TASK DESCRIPTION → Copy out exactly every line from the line containing "pick out the parked" until the records below end, inclusive of both boundary lines.

* * * * *

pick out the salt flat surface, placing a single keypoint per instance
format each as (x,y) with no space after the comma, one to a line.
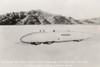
(11,49)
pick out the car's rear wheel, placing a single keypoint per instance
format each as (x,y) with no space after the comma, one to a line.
(49,42)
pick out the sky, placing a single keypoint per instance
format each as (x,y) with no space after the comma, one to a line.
(75,8)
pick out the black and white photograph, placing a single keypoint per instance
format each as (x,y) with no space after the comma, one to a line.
(49,33)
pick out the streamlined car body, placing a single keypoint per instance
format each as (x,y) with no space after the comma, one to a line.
(37,38)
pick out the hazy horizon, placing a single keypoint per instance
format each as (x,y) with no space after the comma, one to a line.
(77,9)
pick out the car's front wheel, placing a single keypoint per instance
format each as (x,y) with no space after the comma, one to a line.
(35,43)
(49,42)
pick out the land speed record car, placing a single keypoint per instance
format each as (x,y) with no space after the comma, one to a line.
(37,38)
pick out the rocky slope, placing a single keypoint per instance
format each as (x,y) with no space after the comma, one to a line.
(35,17)
(95,21)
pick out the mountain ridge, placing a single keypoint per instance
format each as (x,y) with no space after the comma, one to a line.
(38,17)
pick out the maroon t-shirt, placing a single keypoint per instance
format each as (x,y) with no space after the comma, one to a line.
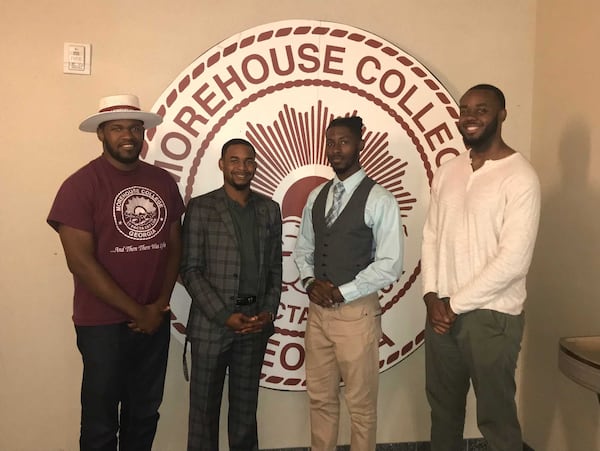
(129,213)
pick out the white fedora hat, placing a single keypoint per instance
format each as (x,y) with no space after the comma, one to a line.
(123,106)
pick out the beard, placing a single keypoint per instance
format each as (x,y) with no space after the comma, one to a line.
(482,141)
(125,158)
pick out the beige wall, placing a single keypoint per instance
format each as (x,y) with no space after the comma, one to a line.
(557,414)
(140,46)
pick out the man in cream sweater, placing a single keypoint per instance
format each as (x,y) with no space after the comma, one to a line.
(478,242)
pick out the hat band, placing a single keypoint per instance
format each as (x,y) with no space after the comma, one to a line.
(118,107)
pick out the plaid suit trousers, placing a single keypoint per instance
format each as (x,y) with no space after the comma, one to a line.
(242,356)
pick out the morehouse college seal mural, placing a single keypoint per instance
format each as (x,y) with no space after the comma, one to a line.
(278,85)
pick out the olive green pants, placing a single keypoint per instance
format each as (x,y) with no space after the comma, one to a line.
(482,347)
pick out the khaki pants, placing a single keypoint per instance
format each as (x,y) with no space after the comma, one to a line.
(342,343)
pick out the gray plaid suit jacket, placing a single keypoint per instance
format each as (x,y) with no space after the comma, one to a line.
(210,263)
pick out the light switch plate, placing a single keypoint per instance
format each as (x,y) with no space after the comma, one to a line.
(77,58)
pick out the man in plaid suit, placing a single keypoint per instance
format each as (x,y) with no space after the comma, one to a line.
(231,267)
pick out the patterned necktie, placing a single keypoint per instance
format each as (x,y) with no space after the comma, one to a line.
(336,205)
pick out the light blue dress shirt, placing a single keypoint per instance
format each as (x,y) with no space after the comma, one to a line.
(382,215)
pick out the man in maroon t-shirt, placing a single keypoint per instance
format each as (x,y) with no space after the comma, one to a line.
(119,219)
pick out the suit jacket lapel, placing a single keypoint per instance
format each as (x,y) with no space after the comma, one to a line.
(223,211)
(261,217)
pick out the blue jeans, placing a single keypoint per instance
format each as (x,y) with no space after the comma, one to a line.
(125,369)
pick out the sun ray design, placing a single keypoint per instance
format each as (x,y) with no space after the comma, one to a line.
(297,139)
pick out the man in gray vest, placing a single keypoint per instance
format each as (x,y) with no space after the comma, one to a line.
(349,246)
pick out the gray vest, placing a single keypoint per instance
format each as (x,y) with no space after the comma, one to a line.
(344,249)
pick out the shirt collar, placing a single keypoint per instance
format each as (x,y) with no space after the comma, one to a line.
(351,182)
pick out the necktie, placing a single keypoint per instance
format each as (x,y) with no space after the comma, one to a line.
(336,205)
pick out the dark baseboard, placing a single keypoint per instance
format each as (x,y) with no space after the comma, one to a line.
(471,444)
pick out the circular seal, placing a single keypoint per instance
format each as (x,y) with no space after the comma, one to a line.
(279,85)
(139,213)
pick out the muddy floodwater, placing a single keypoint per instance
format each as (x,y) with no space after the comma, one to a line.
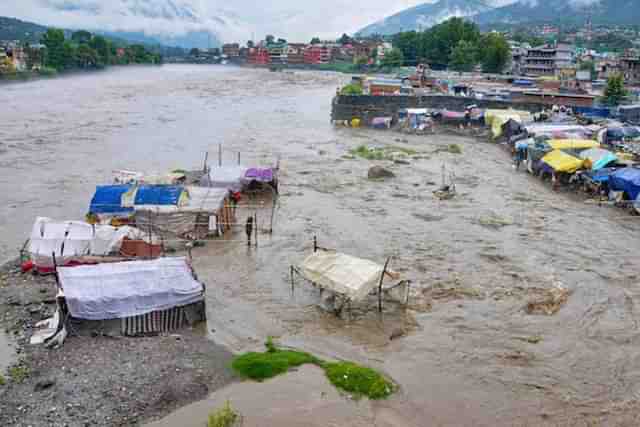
(477,350)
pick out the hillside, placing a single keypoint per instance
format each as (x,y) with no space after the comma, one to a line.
(426,15)
(620,12)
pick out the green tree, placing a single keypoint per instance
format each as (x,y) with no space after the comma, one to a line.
(495,53)
(86,57)
(68,56)
(463,57)
(54,41)
(393,58)
(81,37)
(615,91)
(102,47)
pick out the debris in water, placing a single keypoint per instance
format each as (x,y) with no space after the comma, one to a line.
(549,303)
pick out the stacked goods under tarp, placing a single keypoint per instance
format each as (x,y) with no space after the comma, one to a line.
(626,181)
(495,119)
(131,298)
(75,242)
(106,204)
(558,161)
(198,213)
(598,158)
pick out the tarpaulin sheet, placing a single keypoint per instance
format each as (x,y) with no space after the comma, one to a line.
(627,180)
(127,289)
(228,177)
(108,199)
(260,175)
(598,158)
(158,195)
(72,239)
(562,162)
(352,277)
(573,144)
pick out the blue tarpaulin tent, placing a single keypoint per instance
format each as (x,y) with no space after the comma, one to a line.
(627,180)
(158,195)
(108,199)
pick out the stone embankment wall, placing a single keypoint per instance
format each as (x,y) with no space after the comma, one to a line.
(366,107)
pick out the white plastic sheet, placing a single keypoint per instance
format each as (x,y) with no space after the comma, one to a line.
(347,275)
(126,289)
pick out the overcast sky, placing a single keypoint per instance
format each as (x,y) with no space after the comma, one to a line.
(231,20)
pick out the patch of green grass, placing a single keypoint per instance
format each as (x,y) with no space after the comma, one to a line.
(223,417)
(377,153)
(358,380)
(346,376)
(18,373)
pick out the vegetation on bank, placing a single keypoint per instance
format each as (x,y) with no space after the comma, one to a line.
(456,44)
(223,417)
(346,376)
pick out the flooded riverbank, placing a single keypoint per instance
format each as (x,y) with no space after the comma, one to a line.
(472,355)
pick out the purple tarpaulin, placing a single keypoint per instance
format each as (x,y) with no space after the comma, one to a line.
(260,175)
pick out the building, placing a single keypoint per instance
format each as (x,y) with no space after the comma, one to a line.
(231,50)
(630,67)
(295,53)
(258,56)
(548,60)
(317,54)
(278,53)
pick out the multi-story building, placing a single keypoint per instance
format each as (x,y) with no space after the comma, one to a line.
(258,56)
(277,53)
(295,53)
(630,67)
(548,60)
(231,50)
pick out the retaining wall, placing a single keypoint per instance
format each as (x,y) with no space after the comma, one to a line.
(366,107)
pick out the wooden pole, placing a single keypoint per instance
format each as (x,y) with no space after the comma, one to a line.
(255,220)
(384,271)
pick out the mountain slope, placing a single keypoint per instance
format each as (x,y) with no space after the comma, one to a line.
(621,12)
(426,15)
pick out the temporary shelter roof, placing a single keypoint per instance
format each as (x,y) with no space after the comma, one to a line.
(108,200)
(127,289)
(166,195)
(228,177)
(560,161)
(573,144)
(197,200)
(598,157)
(352,277)
(627,180)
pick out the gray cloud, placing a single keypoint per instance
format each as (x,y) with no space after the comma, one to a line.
(235,20)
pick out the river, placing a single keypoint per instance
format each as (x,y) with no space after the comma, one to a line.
(472,355)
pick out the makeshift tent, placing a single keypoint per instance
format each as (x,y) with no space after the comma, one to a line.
(160,195)
(227,177)
(74,242)
(598,158)
(626,180)
(354,278)
(561,162)
(205,210)
(573,144)
(128,289)
(107,200)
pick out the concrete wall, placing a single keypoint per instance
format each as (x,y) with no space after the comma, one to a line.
(367,107)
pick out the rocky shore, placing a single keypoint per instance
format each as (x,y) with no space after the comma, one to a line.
(97,380)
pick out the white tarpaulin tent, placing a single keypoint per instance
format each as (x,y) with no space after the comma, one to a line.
(352,277)
(72,239)
(128,289)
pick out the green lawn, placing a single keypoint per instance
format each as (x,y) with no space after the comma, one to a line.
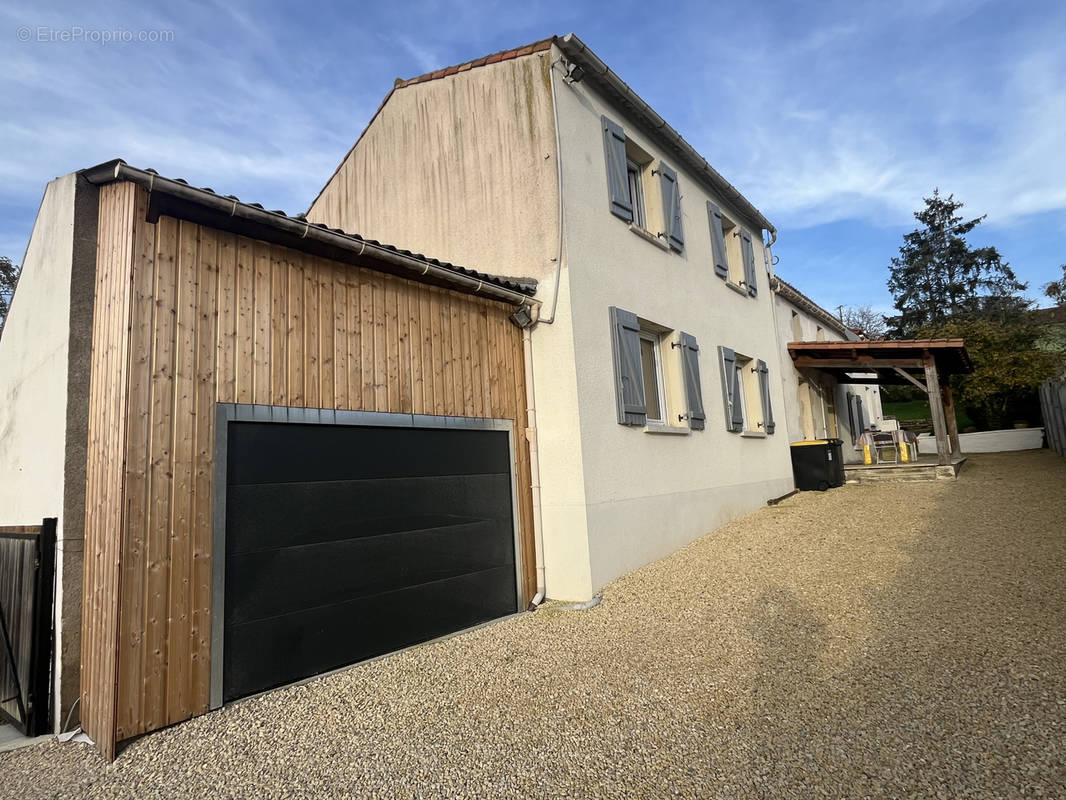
(920,410)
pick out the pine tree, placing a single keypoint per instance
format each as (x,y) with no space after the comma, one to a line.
(937,275)
(9,277)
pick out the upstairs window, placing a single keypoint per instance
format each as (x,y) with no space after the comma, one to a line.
(745,393)
(641,351)
(634,176)
(732,252)
(652,371)
(631,189)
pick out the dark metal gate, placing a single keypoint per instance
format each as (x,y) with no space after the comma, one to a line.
(27,569)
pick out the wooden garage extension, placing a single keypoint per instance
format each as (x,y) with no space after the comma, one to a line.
(209,309)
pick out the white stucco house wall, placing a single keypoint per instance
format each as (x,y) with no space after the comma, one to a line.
(817,405)
(657,366)
(44,402)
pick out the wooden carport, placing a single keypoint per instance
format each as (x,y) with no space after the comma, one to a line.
(926,364)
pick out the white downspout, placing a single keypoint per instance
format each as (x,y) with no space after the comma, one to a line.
(534,466)
(531,432)
(559,187)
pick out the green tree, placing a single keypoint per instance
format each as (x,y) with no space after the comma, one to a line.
(1008,367)
(866,320)
(1056,289)
(9,277)
(937,275)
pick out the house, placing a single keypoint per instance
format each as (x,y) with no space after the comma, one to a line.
(276,446)
(659,380)
(273,448)
(817,405)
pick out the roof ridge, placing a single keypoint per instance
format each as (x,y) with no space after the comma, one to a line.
(495,58)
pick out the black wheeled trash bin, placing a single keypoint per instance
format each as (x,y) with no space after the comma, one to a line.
(818,464)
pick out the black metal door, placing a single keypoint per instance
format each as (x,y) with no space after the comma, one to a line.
(27,569)
(346,542)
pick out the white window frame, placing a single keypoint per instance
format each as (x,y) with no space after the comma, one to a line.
(634,176)
(656,340)
(754,422)
(742,396)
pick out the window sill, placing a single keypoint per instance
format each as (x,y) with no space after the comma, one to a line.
(666,429)
(648,237)
(738,288)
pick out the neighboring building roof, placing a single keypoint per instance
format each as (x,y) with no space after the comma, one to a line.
(227,212)
(796,298)
(1053,316)
(611,85)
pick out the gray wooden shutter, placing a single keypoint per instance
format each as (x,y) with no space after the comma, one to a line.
(672,207)
(727,360)
(717,241)
(628,378)
(617,179)
(768,412)
(693,390)
(749,275)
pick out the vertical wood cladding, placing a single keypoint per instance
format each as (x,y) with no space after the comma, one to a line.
(187,317)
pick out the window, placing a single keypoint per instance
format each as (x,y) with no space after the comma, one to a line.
(651,369)
(732,252)
(657,374)
(742,367)
(745,393)
(634,175)
(631,189)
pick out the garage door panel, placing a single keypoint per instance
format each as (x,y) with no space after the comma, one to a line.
(267,452)
(268,653)
(346,542)
(271,582)
(281,515)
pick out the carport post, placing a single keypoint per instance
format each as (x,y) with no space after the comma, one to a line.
(936,408)
(949,412)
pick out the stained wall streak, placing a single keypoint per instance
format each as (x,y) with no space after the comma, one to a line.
(189,317)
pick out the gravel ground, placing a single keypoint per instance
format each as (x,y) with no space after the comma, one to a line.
(886,640)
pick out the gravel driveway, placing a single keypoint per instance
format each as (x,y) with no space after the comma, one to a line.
(872,641)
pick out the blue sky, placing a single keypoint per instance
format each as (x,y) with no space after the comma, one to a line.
(835,118)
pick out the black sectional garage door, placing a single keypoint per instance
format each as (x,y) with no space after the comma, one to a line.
(346,542)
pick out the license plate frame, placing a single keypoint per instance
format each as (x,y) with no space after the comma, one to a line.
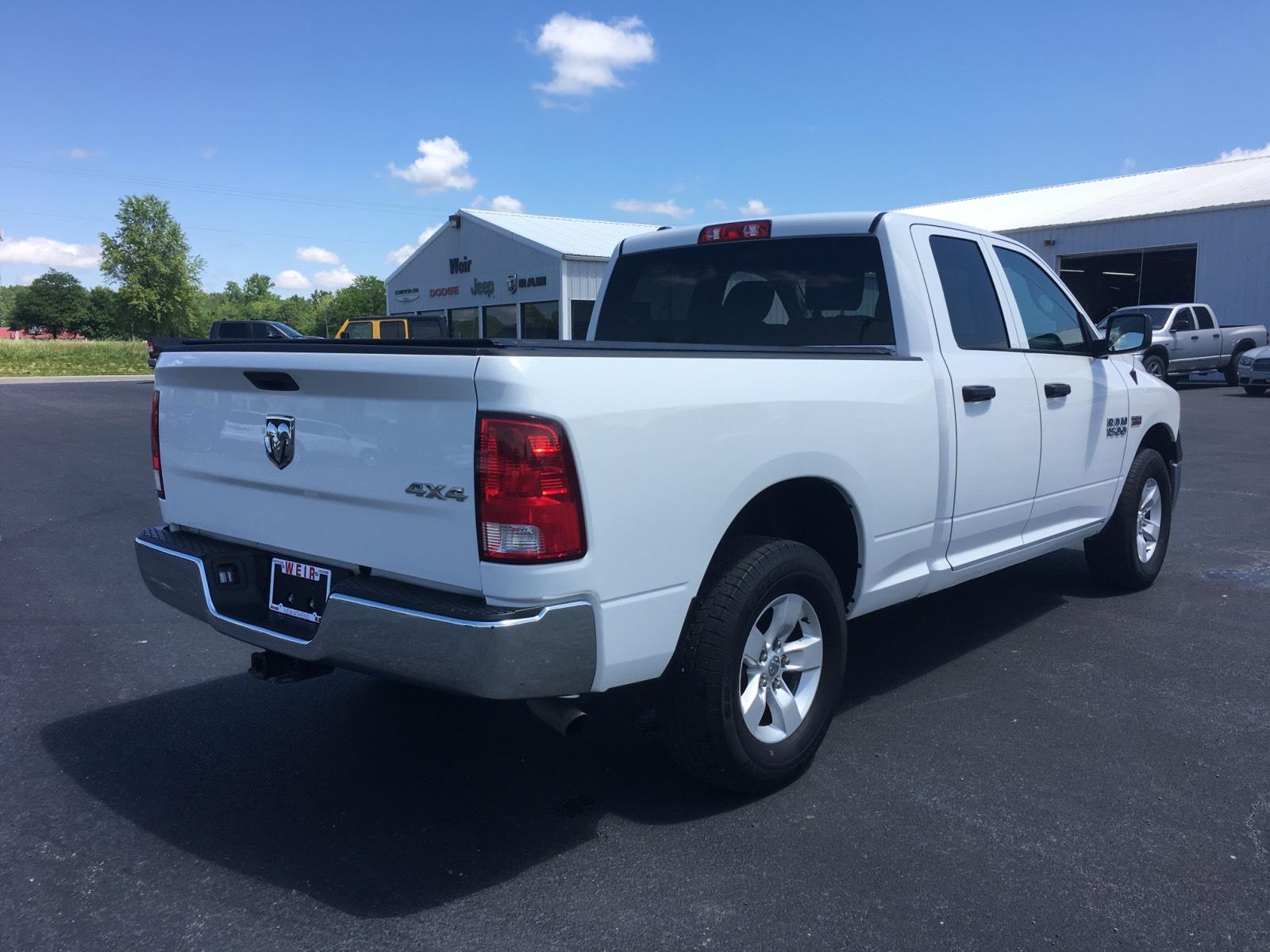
(304,592)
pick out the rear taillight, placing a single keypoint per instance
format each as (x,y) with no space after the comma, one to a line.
(734,232)
(154,444)
(529,508)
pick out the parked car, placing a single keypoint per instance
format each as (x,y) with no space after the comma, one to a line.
(776,427)
(393,328)
(1187,340)
(235,330)
(1254,370)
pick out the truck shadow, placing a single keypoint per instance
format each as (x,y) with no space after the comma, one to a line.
(381,800)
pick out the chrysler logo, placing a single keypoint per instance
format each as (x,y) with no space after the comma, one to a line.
(279,440)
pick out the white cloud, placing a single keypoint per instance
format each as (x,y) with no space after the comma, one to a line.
(398,255)
(506,203)
(671,209)
(441,164)
(290,279)
(1244,154)
(311,253)
(334,278)
(48,253)
(586,55)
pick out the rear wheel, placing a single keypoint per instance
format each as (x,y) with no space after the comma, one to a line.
(1130,552)
(752,687)
(1156,366)
(1232,368)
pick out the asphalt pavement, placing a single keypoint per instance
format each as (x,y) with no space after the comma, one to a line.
(1019,763)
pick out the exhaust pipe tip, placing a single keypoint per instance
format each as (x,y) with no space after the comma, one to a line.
(560,715)
(272,666)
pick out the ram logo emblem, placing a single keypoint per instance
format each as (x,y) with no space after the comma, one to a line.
(279,440)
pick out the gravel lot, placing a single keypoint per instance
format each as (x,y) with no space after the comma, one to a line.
(1019,763)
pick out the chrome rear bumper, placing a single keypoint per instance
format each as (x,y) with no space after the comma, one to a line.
(385,628)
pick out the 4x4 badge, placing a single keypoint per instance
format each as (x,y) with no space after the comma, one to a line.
(433,490)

* * * * *

SOLUTION TO THIS EXERCISE →
pick out the parked car, placing a single keypoint per instance
format each as (x,y) with no space after the comma, one to a line.
(776,427)
(393,328)
(1187,340)
(235,330)
(1254,370)
pick out the truck shadow, placing a single keypoint per instance
format each as (x,y) with no space after the comma, one to a line.
(381,800)
pick out the chrysler logo, placing a single keypoint per instance
format each as (x,y) with no space after the comma, one to a line.
(279,440)
pick out the white cloud, placing a single keypoint per instance
format each as (x,y) with no space after the comma, one to a line.
(398,255)
(506,203)
(671,209)
(441,164)
(290,279)
(1244,154)
(311,253)
(334,278)
(48,253)
(586,55)
pick out the rear wheel, placing a single keypoint per instance
format each as (x,y) with no space after the comma, one to a line.
(1130,552)
(752,687)
(1156,366)
(1232,368)
pick out the asphalt pavement, placing a single keypoint per instance
format each as (x,y) with no space after the comma, one to a line.
(1019,763)
pick out the exhaust pipe tip, placing a single keypoint per instance
format each as (x,y) with no space after the comma, one to a line.
(560,715)
(272,666)
pick out the ram logo emblem, placing a single keypoint per instance
format each as (x,y) with no space after the comma, one to a line.
(279,440)
pick out the gravel lot, placing a single keypoint per instance
format each as (x,y) with no space after the comma, one to a line.
(1019,763)
pick out the chrome rear bumper, placing a single keypoint per instance
format each as (x,y) with no space after the comma, one to a line.
(385,628)
pick out the 4x4 badge, placing a single keypoint per instance
format each as (x,y) with no space after the comma, one to a line.
(433,490)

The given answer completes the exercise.